:: Exercise prompt ::
Repeat exactly the line containing "Tag the rhino head" and every line after it in the entries, and nothing besides.

****************

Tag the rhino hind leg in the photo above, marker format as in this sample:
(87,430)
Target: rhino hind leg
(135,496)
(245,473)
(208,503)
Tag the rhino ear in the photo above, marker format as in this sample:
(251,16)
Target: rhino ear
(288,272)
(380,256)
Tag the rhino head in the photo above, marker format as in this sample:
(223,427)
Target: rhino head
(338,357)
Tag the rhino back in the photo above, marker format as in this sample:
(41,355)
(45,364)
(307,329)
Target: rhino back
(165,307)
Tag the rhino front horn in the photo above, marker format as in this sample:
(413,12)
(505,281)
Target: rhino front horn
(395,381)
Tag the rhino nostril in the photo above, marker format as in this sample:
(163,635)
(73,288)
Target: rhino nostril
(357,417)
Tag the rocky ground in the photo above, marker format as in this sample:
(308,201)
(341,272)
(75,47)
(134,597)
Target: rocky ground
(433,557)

****************

:: Solution for this task ::
Tag the rhino head in the photo above, marker format as in this sample:
(223,427)
Target: rhino head
(338,357)
Tag the rhino back in the photo above, marker format as in this sample:
(41,355)
(45,364)
(307,329)
Target: rhino back
(165,307)
Tag the rhino front horn in the photo above, marker format as in this sample:
(413,12)
(505,281)
Target: rhino front horn
(395,381)
Tag the rhino nostril in the photo above, marker format as in this sample:
(163,635)
(73,288)
Target: rhino nostril
(357,417)
Tag the rocky ground in the photo above, marker format as in this sample:
(308,201)
(341,272)
(75,47)
(134,597)
Target: rocky ground
(433,557)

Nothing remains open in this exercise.